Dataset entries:
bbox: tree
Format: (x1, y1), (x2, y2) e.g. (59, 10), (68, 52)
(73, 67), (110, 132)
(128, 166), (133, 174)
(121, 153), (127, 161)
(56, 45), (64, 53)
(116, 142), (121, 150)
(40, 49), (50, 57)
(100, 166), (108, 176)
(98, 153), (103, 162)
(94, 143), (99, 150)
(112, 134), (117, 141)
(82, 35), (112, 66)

==

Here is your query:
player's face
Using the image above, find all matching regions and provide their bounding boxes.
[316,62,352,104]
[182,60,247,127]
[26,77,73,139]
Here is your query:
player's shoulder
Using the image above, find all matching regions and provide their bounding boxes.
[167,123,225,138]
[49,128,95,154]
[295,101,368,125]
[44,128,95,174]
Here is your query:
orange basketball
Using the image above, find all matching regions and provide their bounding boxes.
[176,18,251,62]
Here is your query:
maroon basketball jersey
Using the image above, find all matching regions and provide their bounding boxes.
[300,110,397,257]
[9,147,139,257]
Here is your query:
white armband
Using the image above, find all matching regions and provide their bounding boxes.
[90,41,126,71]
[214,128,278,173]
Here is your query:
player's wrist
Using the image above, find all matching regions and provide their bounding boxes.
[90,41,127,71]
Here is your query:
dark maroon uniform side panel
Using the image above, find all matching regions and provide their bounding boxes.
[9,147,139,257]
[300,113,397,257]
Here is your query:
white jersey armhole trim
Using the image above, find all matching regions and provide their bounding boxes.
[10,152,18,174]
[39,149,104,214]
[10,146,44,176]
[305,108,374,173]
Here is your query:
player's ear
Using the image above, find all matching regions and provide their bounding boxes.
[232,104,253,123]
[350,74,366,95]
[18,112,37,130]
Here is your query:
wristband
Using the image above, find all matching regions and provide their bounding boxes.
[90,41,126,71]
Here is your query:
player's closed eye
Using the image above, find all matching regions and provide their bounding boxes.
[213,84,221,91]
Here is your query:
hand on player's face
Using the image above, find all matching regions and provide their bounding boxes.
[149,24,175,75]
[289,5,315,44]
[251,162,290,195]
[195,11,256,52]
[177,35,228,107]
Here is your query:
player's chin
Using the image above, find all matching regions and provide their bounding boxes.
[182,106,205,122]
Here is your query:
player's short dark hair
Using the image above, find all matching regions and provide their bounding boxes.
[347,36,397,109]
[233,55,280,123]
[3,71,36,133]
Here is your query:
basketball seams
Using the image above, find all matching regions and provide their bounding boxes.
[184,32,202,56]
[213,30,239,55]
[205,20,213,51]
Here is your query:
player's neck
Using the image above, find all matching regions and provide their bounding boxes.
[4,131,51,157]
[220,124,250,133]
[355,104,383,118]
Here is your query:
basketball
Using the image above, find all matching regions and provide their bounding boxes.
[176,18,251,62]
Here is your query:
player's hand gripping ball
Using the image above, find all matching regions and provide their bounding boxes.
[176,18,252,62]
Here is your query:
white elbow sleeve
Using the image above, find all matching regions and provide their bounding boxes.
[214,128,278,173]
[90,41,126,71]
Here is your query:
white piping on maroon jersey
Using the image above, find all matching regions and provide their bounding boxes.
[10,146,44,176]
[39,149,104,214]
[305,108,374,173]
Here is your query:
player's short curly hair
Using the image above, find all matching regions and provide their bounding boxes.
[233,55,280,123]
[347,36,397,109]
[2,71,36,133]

--

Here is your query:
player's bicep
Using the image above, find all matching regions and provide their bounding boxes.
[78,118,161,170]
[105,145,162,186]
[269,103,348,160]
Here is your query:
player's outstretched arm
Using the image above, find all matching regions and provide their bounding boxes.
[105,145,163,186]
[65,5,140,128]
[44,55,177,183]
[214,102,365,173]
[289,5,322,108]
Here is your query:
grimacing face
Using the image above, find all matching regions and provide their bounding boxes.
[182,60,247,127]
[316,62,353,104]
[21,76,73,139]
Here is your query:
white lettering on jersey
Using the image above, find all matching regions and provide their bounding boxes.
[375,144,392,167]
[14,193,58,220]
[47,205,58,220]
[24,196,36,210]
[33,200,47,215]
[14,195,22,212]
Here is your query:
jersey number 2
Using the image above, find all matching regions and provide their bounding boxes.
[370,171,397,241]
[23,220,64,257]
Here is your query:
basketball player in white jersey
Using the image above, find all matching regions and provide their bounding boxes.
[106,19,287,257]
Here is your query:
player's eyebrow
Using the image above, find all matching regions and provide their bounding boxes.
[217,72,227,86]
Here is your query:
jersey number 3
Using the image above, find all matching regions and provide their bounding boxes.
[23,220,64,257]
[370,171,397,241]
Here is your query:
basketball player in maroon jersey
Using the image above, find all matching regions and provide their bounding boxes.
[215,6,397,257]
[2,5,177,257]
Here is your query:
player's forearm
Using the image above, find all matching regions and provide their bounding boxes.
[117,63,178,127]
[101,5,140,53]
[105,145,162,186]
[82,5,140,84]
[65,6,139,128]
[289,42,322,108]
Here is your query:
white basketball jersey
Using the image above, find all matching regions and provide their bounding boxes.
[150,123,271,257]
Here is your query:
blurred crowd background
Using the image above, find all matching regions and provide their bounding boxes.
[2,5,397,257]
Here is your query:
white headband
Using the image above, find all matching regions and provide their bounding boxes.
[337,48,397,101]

* _YOUR OBJECTIVE_
Show every line in the items that contains the string "face", matching case exactly.

* _EXERCISE OUTPUT_
player's face
hand on player's face
grimacing face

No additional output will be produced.